INPUT FOR THIS TASK:
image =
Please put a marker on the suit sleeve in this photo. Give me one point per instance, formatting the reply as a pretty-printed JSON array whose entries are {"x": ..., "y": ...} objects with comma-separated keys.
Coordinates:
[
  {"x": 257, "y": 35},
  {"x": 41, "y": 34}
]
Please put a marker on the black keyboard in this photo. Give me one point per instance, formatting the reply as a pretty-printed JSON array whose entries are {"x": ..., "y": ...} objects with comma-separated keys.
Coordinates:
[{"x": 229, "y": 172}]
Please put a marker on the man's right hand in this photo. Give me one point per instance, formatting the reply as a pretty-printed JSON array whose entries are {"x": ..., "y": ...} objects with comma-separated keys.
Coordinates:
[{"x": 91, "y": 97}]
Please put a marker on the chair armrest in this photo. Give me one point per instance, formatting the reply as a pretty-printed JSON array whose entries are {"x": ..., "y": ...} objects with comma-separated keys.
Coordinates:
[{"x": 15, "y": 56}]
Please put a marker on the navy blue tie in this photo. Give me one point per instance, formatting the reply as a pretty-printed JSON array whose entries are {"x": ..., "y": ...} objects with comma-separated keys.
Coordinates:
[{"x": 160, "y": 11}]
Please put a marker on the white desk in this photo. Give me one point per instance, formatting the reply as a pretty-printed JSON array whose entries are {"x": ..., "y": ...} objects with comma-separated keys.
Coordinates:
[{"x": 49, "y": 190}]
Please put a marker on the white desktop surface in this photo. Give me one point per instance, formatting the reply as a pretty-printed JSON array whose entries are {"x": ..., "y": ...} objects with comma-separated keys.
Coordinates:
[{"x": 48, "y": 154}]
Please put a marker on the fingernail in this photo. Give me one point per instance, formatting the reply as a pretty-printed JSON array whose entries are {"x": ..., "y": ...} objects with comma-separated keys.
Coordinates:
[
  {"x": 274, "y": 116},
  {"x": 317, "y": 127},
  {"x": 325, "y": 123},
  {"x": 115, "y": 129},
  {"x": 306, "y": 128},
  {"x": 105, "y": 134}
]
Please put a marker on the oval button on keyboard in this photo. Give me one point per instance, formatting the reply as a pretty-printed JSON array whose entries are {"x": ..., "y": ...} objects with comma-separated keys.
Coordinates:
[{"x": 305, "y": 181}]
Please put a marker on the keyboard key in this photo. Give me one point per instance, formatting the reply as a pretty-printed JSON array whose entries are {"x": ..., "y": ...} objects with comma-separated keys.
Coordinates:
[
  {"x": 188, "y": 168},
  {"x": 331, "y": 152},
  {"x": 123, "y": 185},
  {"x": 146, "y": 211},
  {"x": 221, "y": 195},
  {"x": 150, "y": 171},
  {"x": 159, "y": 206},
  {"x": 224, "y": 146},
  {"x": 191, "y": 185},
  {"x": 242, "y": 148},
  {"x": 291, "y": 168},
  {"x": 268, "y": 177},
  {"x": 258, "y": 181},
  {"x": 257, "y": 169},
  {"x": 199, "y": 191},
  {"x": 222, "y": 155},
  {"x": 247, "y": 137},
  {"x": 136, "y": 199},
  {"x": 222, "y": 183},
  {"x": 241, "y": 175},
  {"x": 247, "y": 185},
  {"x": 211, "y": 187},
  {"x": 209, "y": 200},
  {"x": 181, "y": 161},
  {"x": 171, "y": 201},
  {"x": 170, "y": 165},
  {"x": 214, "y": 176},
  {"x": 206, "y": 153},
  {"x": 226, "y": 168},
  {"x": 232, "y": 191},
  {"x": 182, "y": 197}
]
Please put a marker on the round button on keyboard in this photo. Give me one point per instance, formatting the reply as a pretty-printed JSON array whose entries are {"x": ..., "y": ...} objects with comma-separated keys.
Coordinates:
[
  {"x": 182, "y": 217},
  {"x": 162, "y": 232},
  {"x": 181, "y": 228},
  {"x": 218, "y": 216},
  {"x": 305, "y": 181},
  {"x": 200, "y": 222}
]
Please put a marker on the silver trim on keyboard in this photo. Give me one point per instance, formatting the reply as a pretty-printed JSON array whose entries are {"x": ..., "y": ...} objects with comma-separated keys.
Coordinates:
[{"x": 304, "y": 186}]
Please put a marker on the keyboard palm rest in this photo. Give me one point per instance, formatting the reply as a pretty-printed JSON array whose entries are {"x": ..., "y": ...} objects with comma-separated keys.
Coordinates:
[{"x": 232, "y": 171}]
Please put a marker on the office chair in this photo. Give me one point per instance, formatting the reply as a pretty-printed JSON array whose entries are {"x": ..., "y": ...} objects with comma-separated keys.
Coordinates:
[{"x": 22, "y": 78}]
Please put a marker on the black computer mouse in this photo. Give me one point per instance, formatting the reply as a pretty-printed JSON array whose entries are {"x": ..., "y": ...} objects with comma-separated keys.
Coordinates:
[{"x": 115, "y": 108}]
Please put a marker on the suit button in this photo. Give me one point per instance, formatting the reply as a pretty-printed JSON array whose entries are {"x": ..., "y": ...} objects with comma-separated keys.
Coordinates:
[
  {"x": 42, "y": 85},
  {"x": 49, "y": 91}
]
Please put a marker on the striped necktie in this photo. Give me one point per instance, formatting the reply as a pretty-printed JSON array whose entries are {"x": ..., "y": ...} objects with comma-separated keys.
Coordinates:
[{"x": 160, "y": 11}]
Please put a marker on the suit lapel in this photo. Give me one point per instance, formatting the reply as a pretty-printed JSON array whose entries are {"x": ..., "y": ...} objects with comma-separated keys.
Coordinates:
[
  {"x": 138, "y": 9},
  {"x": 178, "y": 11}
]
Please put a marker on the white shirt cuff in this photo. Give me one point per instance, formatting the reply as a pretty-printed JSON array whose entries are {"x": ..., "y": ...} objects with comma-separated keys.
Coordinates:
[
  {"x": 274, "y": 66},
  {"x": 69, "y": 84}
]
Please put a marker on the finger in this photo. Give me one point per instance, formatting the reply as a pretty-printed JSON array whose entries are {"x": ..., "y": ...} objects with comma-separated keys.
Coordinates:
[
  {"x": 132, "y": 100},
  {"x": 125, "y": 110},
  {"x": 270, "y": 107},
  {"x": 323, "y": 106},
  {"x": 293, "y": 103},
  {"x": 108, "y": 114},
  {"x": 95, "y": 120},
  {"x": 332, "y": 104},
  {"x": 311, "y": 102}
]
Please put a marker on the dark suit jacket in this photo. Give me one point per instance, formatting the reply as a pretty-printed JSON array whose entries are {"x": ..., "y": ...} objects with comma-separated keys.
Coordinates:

WHAT YOU WILL DO: The records above need to be transcribed in full. Keep every character unchanged.

OUTPUT FOR THIS EXERCISE:
image =
Please put a marker on the suit sleeve in this photo. Give me one point per instance, formatting the reply as a pretty-printed JSON array whose entries are {"x": ..., "y": ...} objects with comma-separated keys.
Coordinates:
[
  {"x": 257, "y": 35},
  {"x": 41, "y": 34}
]
Please put a marker on the black keyboard in this photo. Give me one point per instance, formatting the reply as a pretty-printed JSON array whose entries are {"x": ..., "y": ...} objects with comma-separated keys.
Coordinates:
[{"x": 229, "y": 172}]
Please put a marker on the man's right hand in this photo. Give me one point per instance, formatting the reply as a pretty-printed JSON array whose entries are {"x": ..., "y": ...} objects with comma-separated keys.
Coordinates:
[{"x": 91, "y": 97}]
Please put a marker on the chair armrest in this photo. Give me one point per instance, formatting the reply as a pretty-printed JSON array whose entries are {"x": ..., "y": ...} objects with comma-separated keys.
Coordinates:
[{"x": 15, "y": 56}]
Please put a marker on the navy blue tie in this photo. Give me one point per instance, formatting the reply as a pretty-printed JSON array whose entries are {"x": ..., "y": ...} objects with comma-separated keys.
Coordinates:
[{"x": 160, "y": 11}]
Please put a marker on the white desk in this photo. Give me one point per instance, formatting the reply as a pretty-printed JSON array whose entries are {"x": ..., "y": ...} objects with comma-separated keys.
Coordinates:
[{"x": 49, "y": 190}]
Please put a marker on the white desktop surface in this photo. Give me one point per instance, formatting the reply as a pretty-printed JSON array whose entries are {"x": ..., "y": ...} objects with comma-separated keys.
Coordinates:
[{"x": 48, "y": 154}]
Please put a marker on the fingernail in this photo. Give me one point per instance, formatting the reply as a pretty-printed JSON array whose entries are {"x": ..., "y": ...} objects with comma-separated keys.
Coordinates:
[
  {"x": 274, "y": 116},
  {"x": 317, "y": 127},
  {"x": 325, "y": 123},
  {"x": 115, "y": 129},
  {"x": 306, "y": 128},
  {"x": 105, "y": 134}
]
Please put a marker on the oval button on keyboard in this photo. Give me one point per instance, formatting the reply as a pretty-printed JSON array whose entries are {"x": ..., "y": ...} objects with comma-separated keys.
Coordinates:
[{"x": 305, "y": 181}]
Please put a marker on the keyboard key in this photo. Give me one point per instance, formatting the reply as a pretty-printed JSON array whose entries are {"x": ..., "y": ...} objects with comma-separated keys.
Coordinates:
[
  {"x": 188, "y": 168},
  {"x": 331, "y": 152},
  {"x": 123, "y": 185},
  {"x": 146, "y": 211},
  {"x": 221, "y": 195},
  {"x": 150, "y": 171},
  {"x": 159, "y": 206},
  {"x": 224, "y": 146},
  {"x": 191, "y": 185},
  {"x": 242, "y": 148},
  {"x": 291, "y": 168},
  {"x": 268, "y": 177},
  {"x": 258, "y": 181},
  {"x": 257, "y": 169},
  {"x": 199, "y": 191},
  {"x": 222, "y": 155},
  {"x": 247, "y": 137},
  {"x": 136, "y": 199},
  {"x": 222, "y": 183},
  {"x": 241, "y": 175},
  {"x": 247, "y": 185},
  {"x": 211, "y": 187},
  {"x": 209, "y": 200},
  {"x": 181, "y": 161},
  {"x": 171, "y": 201},
  {"x": 170, "y": 165},
  {"x": 214, "y": 176},
  {"x": 206, "y": 153},
  {"x": 226, "y": 168},
  {"x": 232, "y": 191},
  {"x": 182, "y": 197}
]
Please put a marker on the round button on keyboard in this photo. Give me one point per instance, formatting the reply as a pretty-printed JSON array whose entries are {"x": ..., "y": ...} objects with comma-separated keys.
Coordinates:
[
  {"x": 182, "y": 217},
  {"x": 162, "y": 232},
  {"x": 181, "y": 228},
  {"x": 218, "y": 216},
  {"x": 305, "y": 181},
  {"x": 200, "y": 222}
]
Please put a marker on the silver trim on keyboard in this photo. Give me one point per instance, formatting the reply as a pretty-printed JSON array whose entries are {"x": ..., "y": ...} objects with comma-separated keys.
Coordinates:
[{"x": 304, "y": 186}]
Please put a marker on the keyboard palm rest in this photo. Give me one point per instance, formatting the reply as a pretty-printed JSON array whose entries are {"x": ..., "y": ...} objects with comma-separated keys.
Coordinates:
[{"x": 232, "y": 171}]
Please put a marker on the office chair in this photo. Give me one point per instance, formatting the reply as a pretty-printed JSON array whose entries are {"x": ..., "y": ...} objects with comma-separated keys.
Coordinates:
[{"x": 22, "y": 78}]
Please put a marker on the black computer mouse in this photo. Give me one point per instance, formatting the reply as a pretty-printed JSON array whose entries are {"x": ..., "y": ...} objects with comma-separated keys.
Coordinates:
[{"x": 115, "y": 108}]
Please put a marker on the suit button in this photo. Give me one point per instance, formatting the reply as a pretty-printed JSON array whose entries are {"x": ..., "y": ...} objects with comma-separated keys.
Coordinates:
[
  {"x": 42, "y": 85},
  {"x": 49, "y": 91}
]
Please put a marker on the striped necktie in this photo. Give me one point per instance, formatting the reply as a pretty-printed JSON array whose entries are {"x": ..., "y": ...} objects with comma-separated keys.
Coordinates:
[{"x": 160, "y": 11}]
Please put a marker on the suit lapel in this photo. Give me one point per instance, formatting the reply as a pretty-printed JSON array whose entries are {"x": ..., "y": ...} objects with comma-separated keys.
Coordinates:
[
  {"x": 138, "y": 9},
  {"x": 178, "y": 11}
]
Please put a marker on the white shirt cuff in this photo. Give me one point per instance, formatting the reply as a pretty-printed JSON array whose entries are {"x": ..., "y": ...} objects with comma-separated keys.
Coordinates:
[
  {"x": 274, "y": 66},
  {"x": 69, "y": 84}
]
Please put a marker on the finger in this photo. Give me one point per instance, formatting the reply as a pretty-printed JSON array whose entries are {"x": ..., "y": ...} objects with comma-separated keys.
Coordinates:
[
  {"x": 132, "y": 100},
  {"x": 125, "y": 110},
  {"x": 270, "y": 107},
  {"x": 323, "y": 106},
  {"x": 293, "y": 103},
  {"x": 108, "y": 114},
  {"x": 95, "y": 120},
  {"x": 332, "y": 104},
  {"x": 311, "y": 102}
]
Please put a marker on the dark suit jacket in this photo. Give me one point per instance, formatting the reply as a pretty-printed JSON array whose entries are {"x": ..., "y": ...} objects with comma-separated keys.
Coordinates:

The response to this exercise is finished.